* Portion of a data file

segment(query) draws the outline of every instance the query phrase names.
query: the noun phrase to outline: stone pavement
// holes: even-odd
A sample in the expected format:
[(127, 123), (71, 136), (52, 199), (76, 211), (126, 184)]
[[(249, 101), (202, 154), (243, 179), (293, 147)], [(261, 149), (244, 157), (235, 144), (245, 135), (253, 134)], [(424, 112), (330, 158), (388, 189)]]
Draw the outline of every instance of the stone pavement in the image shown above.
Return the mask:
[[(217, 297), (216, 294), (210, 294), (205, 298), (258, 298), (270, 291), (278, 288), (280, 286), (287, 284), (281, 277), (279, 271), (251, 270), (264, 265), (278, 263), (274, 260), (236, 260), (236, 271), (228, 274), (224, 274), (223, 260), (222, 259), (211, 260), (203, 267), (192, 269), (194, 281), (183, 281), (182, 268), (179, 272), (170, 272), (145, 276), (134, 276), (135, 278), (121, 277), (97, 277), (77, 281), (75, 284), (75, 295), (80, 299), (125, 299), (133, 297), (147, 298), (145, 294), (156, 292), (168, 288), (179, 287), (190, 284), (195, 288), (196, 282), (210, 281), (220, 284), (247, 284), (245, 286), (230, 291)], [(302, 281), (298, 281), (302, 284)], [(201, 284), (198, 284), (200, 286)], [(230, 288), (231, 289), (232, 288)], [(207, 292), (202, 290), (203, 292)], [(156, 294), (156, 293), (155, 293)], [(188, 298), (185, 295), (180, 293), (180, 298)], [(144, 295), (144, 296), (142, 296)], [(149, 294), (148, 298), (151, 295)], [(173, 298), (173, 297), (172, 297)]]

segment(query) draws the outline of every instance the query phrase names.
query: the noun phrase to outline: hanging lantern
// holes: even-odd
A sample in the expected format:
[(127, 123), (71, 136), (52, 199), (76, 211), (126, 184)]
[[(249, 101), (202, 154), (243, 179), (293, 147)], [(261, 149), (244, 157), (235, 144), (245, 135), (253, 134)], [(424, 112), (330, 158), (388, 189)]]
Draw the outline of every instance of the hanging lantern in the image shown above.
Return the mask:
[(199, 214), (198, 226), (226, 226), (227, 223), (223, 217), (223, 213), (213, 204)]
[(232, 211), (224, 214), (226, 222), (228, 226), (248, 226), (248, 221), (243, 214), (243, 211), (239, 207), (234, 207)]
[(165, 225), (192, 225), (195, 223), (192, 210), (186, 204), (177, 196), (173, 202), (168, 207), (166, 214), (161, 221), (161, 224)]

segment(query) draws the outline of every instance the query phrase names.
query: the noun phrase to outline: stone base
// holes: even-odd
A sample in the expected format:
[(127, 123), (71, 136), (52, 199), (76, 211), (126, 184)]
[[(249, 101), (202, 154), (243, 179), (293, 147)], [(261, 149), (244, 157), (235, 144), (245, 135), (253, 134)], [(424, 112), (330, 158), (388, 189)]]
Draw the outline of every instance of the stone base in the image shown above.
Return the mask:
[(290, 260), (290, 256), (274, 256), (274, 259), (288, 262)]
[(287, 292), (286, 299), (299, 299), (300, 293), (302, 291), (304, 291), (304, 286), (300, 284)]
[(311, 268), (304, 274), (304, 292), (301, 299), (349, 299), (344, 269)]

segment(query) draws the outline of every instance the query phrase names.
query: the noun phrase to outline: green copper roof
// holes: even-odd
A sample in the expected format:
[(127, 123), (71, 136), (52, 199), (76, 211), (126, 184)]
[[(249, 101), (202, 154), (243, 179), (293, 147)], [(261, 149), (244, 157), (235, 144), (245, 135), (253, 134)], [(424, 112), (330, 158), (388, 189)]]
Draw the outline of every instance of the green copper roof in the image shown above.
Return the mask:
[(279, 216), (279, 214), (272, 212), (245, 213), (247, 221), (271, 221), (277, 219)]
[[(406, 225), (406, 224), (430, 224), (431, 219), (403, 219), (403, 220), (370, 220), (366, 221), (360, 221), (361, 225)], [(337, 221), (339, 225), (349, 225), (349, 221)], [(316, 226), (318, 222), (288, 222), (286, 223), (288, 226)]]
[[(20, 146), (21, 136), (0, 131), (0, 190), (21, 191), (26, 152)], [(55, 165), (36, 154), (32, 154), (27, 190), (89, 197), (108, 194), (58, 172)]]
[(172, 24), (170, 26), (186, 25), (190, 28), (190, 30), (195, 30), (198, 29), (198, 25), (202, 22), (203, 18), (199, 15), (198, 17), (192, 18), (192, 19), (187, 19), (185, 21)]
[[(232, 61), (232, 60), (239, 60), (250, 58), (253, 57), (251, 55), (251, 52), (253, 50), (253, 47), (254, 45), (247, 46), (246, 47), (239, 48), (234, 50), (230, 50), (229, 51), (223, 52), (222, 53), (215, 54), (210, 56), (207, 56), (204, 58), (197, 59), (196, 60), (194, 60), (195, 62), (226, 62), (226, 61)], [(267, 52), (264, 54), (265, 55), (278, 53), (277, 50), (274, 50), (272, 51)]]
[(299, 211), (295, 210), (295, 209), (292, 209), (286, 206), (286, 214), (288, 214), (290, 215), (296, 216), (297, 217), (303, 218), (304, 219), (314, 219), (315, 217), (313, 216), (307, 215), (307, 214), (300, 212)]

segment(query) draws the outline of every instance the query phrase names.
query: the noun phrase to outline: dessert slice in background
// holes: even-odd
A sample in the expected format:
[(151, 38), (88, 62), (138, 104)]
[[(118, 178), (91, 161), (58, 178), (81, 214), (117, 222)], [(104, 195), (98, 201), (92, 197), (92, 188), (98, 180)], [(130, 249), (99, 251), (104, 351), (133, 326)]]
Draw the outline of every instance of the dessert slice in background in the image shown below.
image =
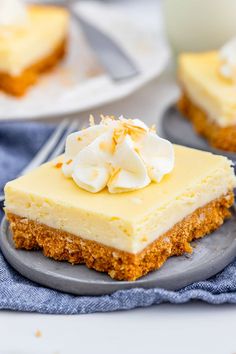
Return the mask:
[(220, 227), (234, 187), (227, 158), (173, 146), (139, 120), (105, 118), (68, 136), (65, 155), (7, 183), (5, 212), (17, 248), (135, 280)]
[(234, 53), (229, 43), (221, 51), (181, 54), (178, 64), (179, 110), (210, 145), (227, 151), (236, 151)]
[(58, 6), (0, 2), (0, 89), (22, 96), (65, 55), (68, 11)]

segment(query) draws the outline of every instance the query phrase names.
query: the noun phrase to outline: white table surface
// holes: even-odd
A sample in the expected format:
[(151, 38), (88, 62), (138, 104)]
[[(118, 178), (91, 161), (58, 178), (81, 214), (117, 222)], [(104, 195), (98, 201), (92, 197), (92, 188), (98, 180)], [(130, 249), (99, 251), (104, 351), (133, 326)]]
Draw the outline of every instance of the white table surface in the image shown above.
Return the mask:
[[(173, 82), (166, 72), (131, 97), (92, 113), (155, 123), (176, 96)], [(236, 306), (200, 302), (73, 316), (1, 311), (0, 354), (235, 354), (235, 324)]]

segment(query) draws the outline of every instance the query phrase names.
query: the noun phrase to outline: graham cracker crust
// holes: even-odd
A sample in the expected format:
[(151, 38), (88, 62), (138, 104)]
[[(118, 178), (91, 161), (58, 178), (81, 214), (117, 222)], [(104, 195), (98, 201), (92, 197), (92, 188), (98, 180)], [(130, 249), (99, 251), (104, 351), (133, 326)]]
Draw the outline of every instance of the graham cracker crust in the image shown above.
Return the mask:
[(16, 97), (23, 96), (27, 89), (37, 82), (40, 74), (50, 71), (57, 65), (65, 56), (66, 49), (67, 40), (64, 39), (49, 56), (25, 69), (20, 75), (11, 76), (0, 72), (0, 90)]
[(135, 280), (158, 269), (171, 256), (191, 253), (190, 242), (216, 230), (230, 217), (233, 193), (215, 199), (177, 223), (138, 254), (131, 254), (68, 232), (7, 213), (16, 248), (42, 249), (47, 257), (108, 273), (117, 280)]
[(228, 127), (217, 125), (185, 93), (178, 101), (177, 107), (193, 123), (195, 131), (204, 136), (210, 145), (225, 151), (236, 151), (236, 125)]

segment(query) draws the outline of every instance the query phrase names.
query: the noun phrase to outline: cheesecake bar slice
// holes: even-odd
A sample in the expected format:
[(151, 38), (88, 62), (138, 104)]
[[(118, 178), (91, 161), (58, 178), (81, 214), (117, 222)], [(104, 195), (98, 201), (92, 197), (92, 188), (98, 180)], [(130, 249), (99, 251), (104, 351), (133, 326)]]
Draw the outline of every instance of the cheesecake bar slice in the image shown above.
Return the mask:
[(235, 85), (221, 74), (221, 67), (218, 51), (180, 55), (178, 108), (210, 145), (236, 151)]
[(235, 176), (225, 157), (182, 146), (174, 152), (171, 173), (131, 192), (79, 188), (62, 173), (63, 156), (8, 182), (5, 212), (15, 246), (118, 280), (135, 280), (191, 252), (192, 240), (230, 216)]
[(0, 89), (22, 96), (66, 53), (68, 11), (28, 5), (23, 24), (0, 26)]

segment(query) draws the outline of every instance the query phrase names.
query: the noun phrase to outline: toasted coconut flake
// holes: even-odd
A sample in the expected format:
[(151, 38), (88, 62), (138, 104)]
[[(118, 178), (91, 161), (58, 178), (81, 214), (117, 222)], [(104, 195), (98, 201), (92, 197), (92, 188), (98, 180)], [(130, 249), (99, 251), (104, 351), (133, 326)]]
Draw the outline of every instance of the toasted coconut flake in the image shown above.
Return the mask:
[(63, 165), (62, 162), (57, 162), (57, 163), (54, 165), (54, 167), (56, 167), (56, 168), (61, 168), (62, 165)]
[(111, 172), (111, 176), (110, 176), (110, 178), (109, 178), (109, 180), (107, 182), (108, 186), (117, 178), (117, 176), (120, 173), (120, 171), (121, 171), (120, 167), (113, 169), (113, 171)]
[(90, 114), (90, 116), (89, 116), (89, 124), (90, 124), (90, 127), (95, 125), (94, 116), (92, 114)]

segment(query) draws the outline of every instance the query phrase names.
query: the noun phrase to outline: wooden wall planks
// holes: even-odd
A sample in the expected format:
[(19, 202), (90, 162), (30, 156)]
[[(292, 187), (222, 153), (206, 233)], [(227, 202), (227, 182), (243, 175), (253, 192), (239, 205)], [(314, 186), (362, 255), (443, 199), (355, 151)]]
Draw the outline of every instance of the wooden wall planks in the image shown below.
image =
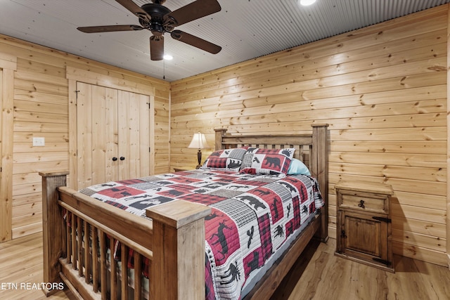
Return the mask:
[[(394, 253), (446, 265), (447, 27), (444, 5), (171, 84), (171, 167), (195, 166), (200, 131), (330, 124), (334, 184), (385, 182)], [(204, 158), (212, 149), (204, 150)], [(448, 226), (447, 226), (448, 228)]]
[[(13, 68), (13, 65), (17, 67)], [(14, 70), (8, 81), (13, 91), (13, 121), (4, 126), (4, 139), (0, 141), (4, 147), (11, 146), (13, 158), (11, 170), (6, 162), (1, 166), (6, 171), (0, 179), (11, 185), (12, 201), (6, 202), (7, 190), (0, 188), (0, 219), (6, 222), (0, 225), (0, 240), (42, 230), (41, 178), (37, 172), (69, 169), (68, 70), (84, 72), (77, 74), (86, 78), (95, 73), (99, 84), (105, 79), (115, 79), (109, 84), (154, 91), (155, 172), (169, 171), (169, 82), (0, 35), (0, 70), (4, 73), (7, 68)], [(4, 106), (6, 105), (4, 100)], [(2, 111), (1, 119), (6, 122), (8, 116), (5, 110)], [(33, 137), (45, 138), (45, 146), (33, 147)], [(6, 162), (5, 155), (0, 151)]]

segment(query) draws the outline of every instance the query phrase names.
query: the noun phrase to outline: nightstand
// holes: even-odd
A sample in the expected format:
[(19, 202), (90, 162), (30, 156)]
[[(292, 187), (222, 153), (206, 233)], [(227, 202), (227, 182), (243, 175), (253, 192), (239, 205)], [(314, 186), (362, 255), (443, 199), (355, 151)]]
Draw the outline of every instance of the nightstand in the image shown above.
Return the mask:
[(340, 181), (337, 200), (336, 252), (345, 257), (394, 272), (390, 185)]

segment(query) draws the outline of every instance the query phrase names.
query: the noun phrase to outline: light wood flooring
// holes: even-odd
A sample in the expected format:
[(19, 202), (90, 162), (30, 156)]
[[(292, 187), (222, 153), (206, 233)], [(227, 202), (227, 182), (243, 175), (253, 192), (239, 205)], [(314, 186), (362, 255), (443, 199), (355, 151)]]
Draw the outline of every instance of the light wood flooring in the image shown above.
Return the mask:
[[(394, 256), (395, 273), (334, 256), (335, 240), (313, 241), (272, 296), (274, 300), (448, 300), (447, 268)], [(0, 299), (72, 299), (59, 292), (46, 298), (41, 290), (20, 289), (42, 279), (42, 235), (0, 243)], [(18, 289), (8, 288), (15, 283)], [(11, 286), (10, 286), (11, 287)]]

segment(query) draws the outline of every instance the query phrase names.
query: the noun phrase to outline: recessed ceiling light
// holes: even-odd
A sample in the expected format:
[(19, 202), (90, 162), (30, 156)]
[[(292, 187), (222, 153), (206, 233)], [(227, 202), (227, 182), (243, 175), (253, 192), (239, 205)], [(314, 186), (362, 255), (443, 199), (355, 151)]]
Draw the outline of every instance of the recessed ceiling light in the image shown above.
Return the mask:
[(298, 3), (304, 6), (307, 6), (316, 2), (316, 0), (299, 0)]

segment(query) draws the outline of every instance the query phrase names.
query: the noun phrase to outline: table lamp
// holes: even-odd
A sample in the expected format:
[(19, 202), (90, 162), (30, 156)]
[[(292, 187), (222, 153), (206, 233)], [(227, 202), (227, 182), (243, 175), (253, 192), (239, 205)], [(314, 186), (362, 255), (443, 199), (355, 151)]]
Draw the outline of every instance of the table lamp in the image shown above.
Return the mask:
[(208, 145), (208, 143), (206, 141), (205, 134), (200, 133), (200, 132), (194, 133), (193, 136), (192, 137), (192, 141), (191, 141), (191, 143), (189, 144), (188, 148), (198, 149), (198, 152), (197, 152), (198, 164), (197, 165), (195, 169), (200, 168), (200, 167), (202, 167), (202, 149), (210, 148)]

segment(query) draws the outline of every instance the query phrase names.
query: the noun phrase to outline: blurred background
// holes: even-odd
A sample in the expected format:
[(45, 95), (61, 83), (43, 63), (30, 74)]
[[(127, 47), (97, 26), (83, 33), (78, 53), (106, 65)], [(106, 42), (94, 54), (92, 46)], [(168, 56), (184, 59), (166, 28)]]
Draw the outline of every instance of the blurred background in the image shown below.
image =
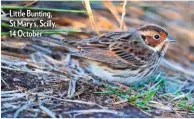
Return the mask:
[[(52, 20), (56, 22), (57, 29), (79, 31), (50, 35), (58, 39), (65, 38), (80, 40), (107, 32), (134, 31), (144, 24), (158, 24), (164, 27), (165, 29), (167, 29), (168, 33), (172, 37), (176, 38), (177, 42), (170, 44), (165, 55), (165, 59), (162, 61), (160, 71), (158, 72), (161, 73), (162, 71), (162, 77), (164, 77), (167, 81), (165, 87), (167, 92), (181, 92), (178, 96), (182, 96), (188, 93), (190, 94), (190, 98), (187, 99), (186, 104), (191, 105), (192, 111), (189, 114), (190, 117), (193, 117), (194, 1), (90, 1), (88, 3), (90, 4), (90, 6), (88, 6), (87, 1), (2, 1), (2, 6), (13, 5), (61, 10), (65, 9), (69, 11), (85, 11), (51, 11), (53, 15)], [(7, 14), (8, 9), (2, 10), (2, 23), (7, 23), (9, 21), (9, 15)], [(1, 28), (3, 31), (9, 30), (5, 26), (2, 26)], [(7, 35), (3, 35), (1, 37), (2, 64), (5, 66), (10, 66), (11, 64), (11, 66), (13, 65), (13, 67), (11, 68), (19, 68), (20, 65), (22, 65), (23, 67), (23, 65), (26, 65), (25, 63), (27, 62), (27, 68), (29, 68), (30, 66), (30, 68), (33, 67), (33, 69), (44, 69), (45, 67), (41, 67), (42, 63), (44, 64), (44, 66), (47, 66), (46, 68), (52, 67), (53, 64), (45, 64), (45, 62), (40, 60), (40, 58), (37, 58), (42, 55), (41, 53), (45, 54), (45, 52), (48, 51), (52, 52), (51, 54), (49, 54), (49, 56), (52, 56), (52, 58), (62, 58), (60, 52), (62, 52), (63, 48), (60, 49), (58, 46), (56, 47), (50, 44), (43, 45), (43, 41), (26, 40), (30, 38), (10, 38)], [(44, 50), (41, 47), (46, 47), (47, 50)], [(25, 63), (14, 64), (13, 61), (20, 61), (20, 63)], [(26, 70), (26, 66), (25, 68), (23, 67), (23, 70)], [(59, 70), (61, 71), (64, 69), (60, 67)], [(158, 75), (158, 72), (156, 73), (156, 76)], [(5, 73), (3, 74), (4, 79), (6, 79), (6, 74), (7, 73), (5, 71)], [(9, 77), (7, 79), (12, 82)], [(3, 83), (1, 88), (4, 91), (9, 89), (6, 83)], [(175, 97), (177, 98), (177, 95)], [(178, 99), (179, 98), (180, 97), (178, 97)], [(181, 113), (181, 116), (187, 117), (188, 115), (186, 115), (185, 113)], [(163, 115), (163, 117), (181, 116), (172, 116), (169, 114)]]

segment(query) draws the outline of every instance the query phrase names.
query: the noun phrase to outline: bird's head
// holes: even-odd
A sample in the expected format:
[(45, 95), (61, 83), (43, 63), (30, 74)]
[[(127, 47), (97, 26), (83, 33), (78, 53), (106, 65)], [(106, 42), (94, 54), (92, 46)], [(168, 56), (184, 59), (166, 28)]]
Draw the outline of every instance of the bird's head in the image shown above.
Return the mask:
[(176, 41), (168, 35), (164, 28), (158, 25), (144, 25), (138, 31), (145, 43), (156, 52), (165, 52), (168, 44)]

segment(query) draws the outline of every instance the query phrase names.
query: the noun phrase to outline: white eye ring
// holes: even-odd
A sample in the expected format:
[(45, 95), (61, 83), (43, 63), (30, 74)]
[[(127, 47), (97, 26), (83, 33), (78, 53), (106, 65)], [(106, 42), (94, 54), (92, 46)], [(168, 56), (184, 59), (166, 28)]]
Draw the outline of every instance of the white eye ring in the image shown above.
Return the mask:
[(160, 35), (155, 34), (153, 38), (154, 38), (155, 40), (159, 40), (159, 39), (160, 39)]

* Exercise prompt
Copy every line of the rows above that contains the string "base", matching case exactly.

* Completed exercise
query: the noun phrase to outline: stone base
Draw the outline of every instance of the stone base in the image shown above.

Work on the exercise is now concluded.